(Text to read)
- The Washington Times - Saturday, February 15, 2003

LONDON, Feb. 15 (UPI) — In an impassioned appeal to Saturday's demonstrators worldwide against war with Iraq, U.K. Prime Minister Tony Blair said removing Saddam from power would be an "act of humanity."

Meanwhile, he added, there is no march under way for Iraq's victims.

In a speech to a Labour Party conference, Blair said he respects the demonstrators' good intentions, but said that leaving Saddam Hussein in power would allow more misery and death for Iraqis.

Demonstrations in 300 cities worldwide, expected to attract millions Saturday, reflect a "hatred of war" and he said he also hated war. Making a case for the morality of ousting Saddam, however, Blair said that his "weapons are real."

"Ridding the world of Saddam would be an act of humanity," Blair said. "It is leaving him there that is inhumane."

That, he continued, "is why I do not shrink from military action should that indeed be necessary." If it is necessary, "We should be as committed to the humanitarian task of rebuilding Iraq for the Iraqi people as we have been for removing Saddam."

(Task description) Reproduce word for word the stretch of the news report above from "In a speech" through "death for Iraqis.".

(Source material)
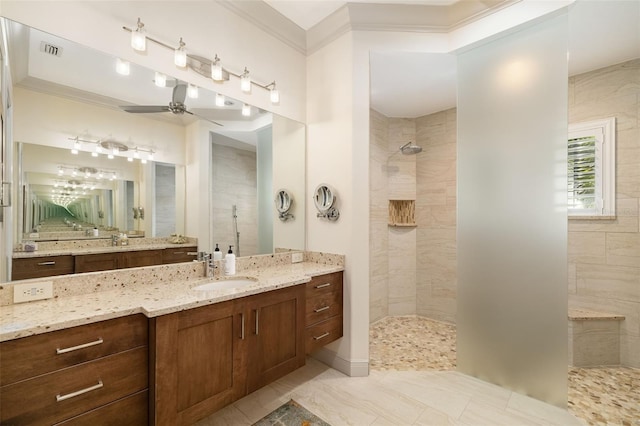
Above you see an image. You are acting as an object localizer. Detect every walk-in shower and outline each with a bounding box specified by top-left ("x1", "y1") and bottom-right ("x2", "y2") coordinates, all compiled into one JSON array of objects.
[{"x1": 400, "y1": 141, "x2": 422, "y2": 155}]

(Answer to this problem)
In a speech to a Labour Party conference, Blair said he respects the demonstrators' good intentions, but said that leaving Saddam Hussein in power would allow more misery and death for Iraqis.